■ Objetivo 1: Reúna todas as linhas dos registos que contenham a palavra "yellow".

++++ Texto citado

E, neste simples jogo entre um par de gémeos de dois anos, encontro diferenças fundamentais entre meninas e meninos. E, saudosamente, tenho de recordar a minha amizade desde sempre com o João Reis, um grande amigo com quem costumava passar as férias grandes. Em crianças, ele adorava irritar e desorganizar as minhas brincadeiras ordeiras. Depois, na adolescência, era eu quem complicava as suas brincadeiras simples, porque me achava mais crescida, porque achei mais cedo que tinha razão. Depois começámos a achar graça aos amigos que o outro tinha, mas tomávamos conta um do outro. Depois começámos a ter conversas fundamentais sobre o futuro. Apoiámos as decisões importantes um do outro. E hoje, com as respectivas diferenças (entre outras coisas, de género) somos grandes amigos. Espero que seja assim também com os meus filhotes gémeos, e que as suas diferenças (entre outras coisas, de género) se traduzam também em algo tão salutar.

++++++++
++++ Dados de entrada

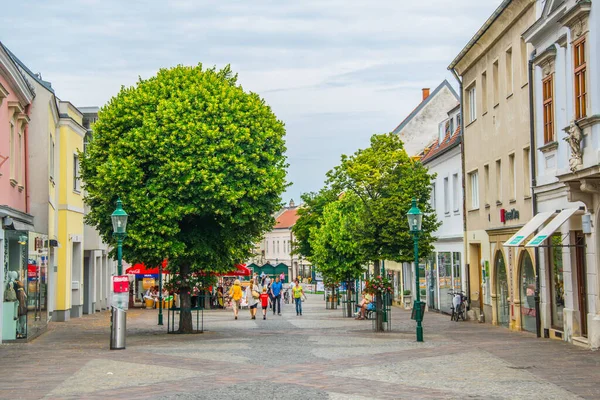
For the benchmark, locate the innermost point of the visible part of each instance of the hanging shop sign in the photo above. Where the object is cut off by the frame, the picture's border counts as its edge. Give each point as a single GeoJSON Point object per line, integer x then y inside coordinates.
{"type": "Point", "coordinates": [121, 284]}
{"type": "Point", "coordinates": [506, 215]}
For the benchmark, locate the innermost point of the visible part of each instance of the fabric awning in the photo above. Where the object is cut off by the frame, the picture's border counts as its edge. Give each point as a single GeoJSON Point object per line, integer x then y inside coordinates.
{"type": "Point", "coordinates": [551, 227]}
{"type": "Point", "coordinates": [141, 269]}
{"type": "Point", "coordinates": [518, 238]}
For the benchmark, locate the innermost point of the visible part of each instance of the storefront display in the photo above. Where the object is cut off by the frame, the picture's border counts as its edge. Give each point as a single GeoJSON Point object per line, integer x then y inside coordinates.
{"type": "Point", "coordinates": [527, 293]}
{"type": "Point", "coordinates": [557, 287]}
{"type": "Point", "coordinates": [502, 295]}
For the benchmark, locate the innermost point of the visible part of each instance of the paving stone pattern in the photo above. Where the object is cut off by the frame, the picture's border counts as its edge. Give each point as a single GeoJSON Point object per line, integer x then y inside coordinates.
{"type": "Point", "coordinates": [319, 355]}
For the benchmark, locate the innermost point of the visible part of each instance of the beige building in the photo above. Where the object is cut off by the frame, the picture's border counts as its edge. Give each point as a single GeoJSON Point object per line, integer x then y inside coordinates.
{"type": "Point", "coordinates": [493, 68]}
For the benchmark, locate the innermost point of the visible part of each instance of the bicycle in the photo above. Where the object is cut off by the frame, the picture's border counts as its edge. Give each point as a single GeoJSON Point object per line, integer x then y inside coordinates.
{"type": "Point", "coordinates": [459, 306]}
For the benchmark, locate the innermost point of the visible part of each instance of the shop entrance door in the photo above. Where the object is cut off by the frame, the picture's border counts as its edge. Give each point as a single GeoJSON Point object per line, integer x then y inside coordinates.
{"type": "Point", "coordinates": [581, 281]}
{"type": "Point", "coordinates": [502, 296]}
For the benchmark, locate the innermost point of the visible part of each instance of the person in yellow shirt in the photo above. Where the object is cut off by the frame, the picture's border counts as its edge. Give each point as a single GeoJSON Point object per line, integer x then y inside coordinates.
{"type": "Point", "coordinates": [236, 296]}
{"type": "Point", "coordinates": [298, 292]}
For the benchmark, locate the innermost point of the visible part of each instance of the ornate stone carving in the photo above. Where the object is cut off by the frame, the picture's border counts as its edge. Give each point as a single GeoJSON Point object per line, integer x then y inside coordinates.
{"type": "Point", "coordinates": [574, 138]}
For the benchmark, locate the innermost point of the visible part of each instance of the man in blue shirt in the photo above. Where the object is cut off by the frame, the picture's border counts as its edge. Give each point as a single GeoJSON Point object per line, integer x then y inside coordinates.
{"type": "Point", "coordinates": [276, 294]}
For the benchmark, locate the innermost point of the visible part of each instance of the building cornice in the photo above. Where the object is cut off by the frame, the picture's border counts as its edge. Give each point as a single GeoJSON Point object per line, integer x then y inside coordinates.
{"type": "Point", "coordinates": [71, 123]}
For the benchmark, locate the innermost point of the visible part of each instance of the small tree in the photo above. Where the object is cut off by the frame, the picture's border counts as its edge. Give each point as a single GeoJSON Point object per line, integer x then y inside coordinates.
{"type": "Point", "coordinates": [385, 180]}
{"type": "Point", "coordinates": [334, 250]}
{"type": "Point", "coordinates": [199, 164]}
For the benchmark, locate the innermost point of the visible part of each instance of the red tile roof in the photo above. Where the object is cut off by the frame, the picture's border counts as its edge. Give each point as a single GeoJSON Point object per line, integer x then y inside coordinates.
{"type": "Point", "coordinates": [437, 148]}
{"type": "Point", "coordinates": [287, 219]}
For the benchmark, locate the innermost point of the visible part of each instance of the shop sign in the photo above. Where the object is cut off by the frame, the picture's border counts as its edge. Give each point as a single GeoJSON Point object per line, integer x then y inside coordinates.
{"type": "Point", "coordinates": [147, 283]}
{"type": "Point", "coordinates": [506, 215]}
{"type": "Point", "coordinates": [121, 284]}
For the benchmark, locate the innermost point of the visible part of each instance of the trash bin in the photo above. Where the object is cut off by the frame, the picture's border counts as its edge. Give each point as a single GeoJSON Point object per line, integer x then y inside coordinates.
{"type": "Point", "coordinates": [118, 324]}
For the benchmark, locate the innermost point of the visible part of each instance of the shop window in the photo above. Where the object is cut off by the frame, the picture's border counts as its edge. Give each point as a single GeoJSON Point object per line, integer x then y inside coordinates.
{"type": "Point", "coordinates": [557, 287]}
{"type": "Point", "coordinates": [527, 293]}
{"type": "Point", "coordinates": [502, 295]}
{"type": "Point", "coordinates": [445, 280]}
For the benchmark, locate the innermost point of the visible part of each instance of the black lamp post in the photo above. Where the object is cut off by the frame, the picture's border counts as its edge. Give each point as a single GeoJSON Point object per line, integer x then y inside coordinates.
{"type": "Point", "coordinates": [415, 219]}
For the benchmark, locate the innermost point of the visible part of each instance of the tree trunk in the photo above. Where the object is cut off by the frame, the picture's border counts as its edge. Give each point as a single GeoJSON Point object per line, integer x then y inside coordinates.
{"type": "Point", "coordinates": [378, 301]}
{"type": "Point", "coordinates": [349, 310]}
{"type": "Point", "coordinates": [185, 314]}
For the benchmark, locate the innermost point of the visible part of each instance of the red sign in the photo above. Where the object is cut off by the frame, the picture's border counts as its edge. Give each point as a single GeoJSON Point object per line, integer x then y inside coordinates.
{"type": "Point", "coordinates": [121, 284]}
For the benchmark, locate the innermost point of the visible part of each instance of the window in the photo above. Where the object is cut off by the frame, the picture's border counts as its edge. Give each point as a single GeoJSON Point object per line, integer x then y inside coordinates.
{"type": "Point", "coordinates": [472, 102]}
{"type": "Point", "coordinates": [495, 82]}
{"type": "Point", "coordinates": [509, 72]}
{"type": "Point", "coordinates": [486, 183]}
{"type": "Point", "coordinates": [580, 81]}
{"type": "Point", "coordinates": [547, 96]}
{"type": "Point", "coordinates": [13, 166]}
{"type": "Point", "coordinates": [526, 173]}
{"type": "Point", "coordinates": [484, 92]}
{"type": "Point", "coordinates": [524, 62]}
{"type": "Point", "coordinates": [455, 193]}
{"type": "Point", "coordinates": [512, 177]}
{"type": "Point", "coordinates": [19, 160]}
{"type": "Point", "coordinates": [76, 180]}
{"type": "Point", "coordinates": [498, 181]}
{"type": "Point", "coordinates": [446, 197]}
{"type": "Point", "coordinates": [474, 189]}
{"type": "Point", "coordinates": [52, 148]}
{"type": "Point", "coordinates": [441, 131]}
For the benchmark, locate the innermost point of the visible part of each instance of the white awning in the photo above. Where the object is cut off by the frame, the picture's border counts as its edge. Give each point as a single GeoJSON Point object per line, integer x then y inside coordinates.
{"type": "Point", "coordinates": [528, 229]}
{"type": "Point", "coordinates": [551, 227]}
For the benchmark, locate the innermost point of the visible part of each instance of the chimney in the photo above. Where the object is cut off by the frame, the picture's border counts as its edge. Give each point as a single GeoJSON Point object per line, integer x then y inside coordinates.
{"type": "Point", "coordinates": [425, 93]}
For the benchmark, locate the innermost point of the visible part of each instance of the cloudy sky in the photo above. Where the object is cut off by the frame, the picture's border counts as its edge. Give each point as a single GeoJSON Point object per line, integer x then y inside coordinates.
{"type": "Point", "coordinates": [335, 71]}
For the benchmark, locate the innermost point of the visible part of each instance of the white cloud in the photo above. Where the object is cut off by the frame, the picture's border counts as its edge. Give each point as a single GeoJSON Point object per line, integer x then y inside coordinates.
{"type": "Point", "coordinates": [335, 71]}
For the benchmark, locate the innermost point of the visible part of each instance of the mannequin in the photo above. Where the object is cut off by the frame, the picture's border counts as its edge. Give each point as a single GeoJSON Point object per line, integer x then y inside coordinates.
{"type": "Point", "coordinates": [22, 311]}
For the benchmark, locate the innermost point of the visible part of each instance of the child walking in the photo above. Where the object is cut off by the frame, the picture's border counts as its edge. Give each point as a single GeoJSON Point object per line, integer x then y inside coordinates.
{"type": "Point", "coordinates": [264, 302]}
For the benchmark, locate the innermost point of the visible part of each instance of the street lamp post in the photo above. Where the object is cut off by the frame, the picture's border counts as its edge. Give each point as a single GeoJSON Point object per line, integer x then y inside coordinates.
{"type": "Point", "coordinates": [119, 220]}
{"type": "Point", "coordinates": [415, 219]}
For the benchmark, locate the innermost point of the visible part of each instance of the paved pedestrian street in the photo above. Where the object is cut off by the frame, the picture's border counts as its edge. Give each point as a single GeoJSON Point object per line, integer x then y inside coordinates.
{"type": "Point", "coordinates": [319, 355]}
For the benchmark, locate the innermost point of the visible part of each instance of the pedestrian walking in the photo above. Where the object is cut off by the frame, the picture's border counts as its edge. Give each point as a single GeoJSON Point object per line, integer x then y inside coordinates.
{"type": "Point", "coordinates": [252, 296]}
{"type": "Point", "coordinates": [298, 292]}
{"type": "Point", "coordinates": [276, 295]}
{"type": "Point", "coordinates": [264, 302]}
{"type": "Point", "coordinates": [236, 295]}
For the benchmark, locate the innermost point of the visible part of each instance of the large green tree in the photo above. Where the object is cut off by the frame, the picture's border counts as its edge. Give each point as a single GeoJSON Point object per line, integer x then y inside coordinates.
{"type": "Point", "coordinates": [334, 250]}
{"type": "Point", "coordinates": [199, 165]}
{"type": "Point", "coordinates": [385, 179]}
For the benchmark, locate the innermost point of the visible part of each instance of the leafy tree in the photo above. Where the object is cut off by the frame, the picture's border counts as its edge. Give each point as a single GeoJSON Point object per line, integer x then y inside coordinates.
{"type": "Point", "coordinates": [199, 164]}
{"type": "Point", "coordinates": [334, 251]}
{"type": "Point", "coordinates": [310, 215]}
{"type": "Point", "coordinates": [385, 180]}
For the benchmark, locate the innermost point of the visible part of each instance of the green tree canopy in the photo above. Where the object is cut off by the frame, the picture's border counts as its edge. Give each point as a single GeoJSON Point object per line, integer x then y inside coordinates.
{"type": "Point", "coordinates": [198, 163]}
{"type": "Point", "coordinates": [334, 251]}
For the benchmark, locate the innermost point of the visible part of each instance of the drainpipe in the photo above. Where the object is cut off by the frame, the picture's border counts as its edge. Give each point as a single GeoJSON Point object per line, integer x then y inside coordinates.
{"type": "Point", "coordinates": [462, 161]}
{"type": "Point", "coordinates": [538, 320]}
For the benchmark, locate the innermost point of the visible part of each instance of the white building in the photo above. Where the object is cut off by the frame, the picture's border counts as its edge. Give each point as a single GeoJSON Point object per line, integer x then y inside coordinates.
{"type": "Point", "coordinates": [445, 267]}
{"type": "Point", "coordinates": [566, 105]}
{"type": "Point", "coordinates": [276, 247]}
{"type": "Point", "coordinates": [418, 130]}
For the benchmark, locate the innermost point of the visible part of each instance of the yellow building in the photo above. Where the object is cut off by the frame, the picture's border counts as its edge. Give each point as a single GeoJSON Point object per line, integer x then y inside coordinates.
{"type": "Point", "coordinates": [69, 274]}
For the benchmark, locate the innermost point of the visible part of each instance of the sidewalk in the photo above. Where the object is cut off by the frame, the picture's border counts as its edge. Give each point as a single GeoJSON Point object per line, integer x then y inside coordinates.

++++++++

■ Objetivo 2:
Responda às perguntas seguintes com base no texto citado.
(a) Que idade têm os gémeos do jogo mencionado no início?
(b) Qual é o nome do amigo com quem se costumavam passar as férias grandes?
(c) Em criança, o que adorava esse amigo fazer às brincadeiras ordeiras?

■ Resposta escrita 1:
For the benchmark, locate the innermost point of the visible part of each instance of the person in yellow shirt in the photo above. Where the object is cut off by the frame, the picture's border counts as its edge. Give each point as a single GeoJSON Point object per line, integer x then y inside coordinates.
For the benchmark, locate the innermost point of the visible part of each instance of the yellow building in the photo above. Where the object is cut off by the frame, the picture's border counts as its edge. Give each point as a single GeoJSON Point object per line, integer x then y inside coordinates.

■ Resposta escrita 2:
(a) Dois anos.
(b) João Reis.
(c) Adorava irritá-las e desorganizá-las.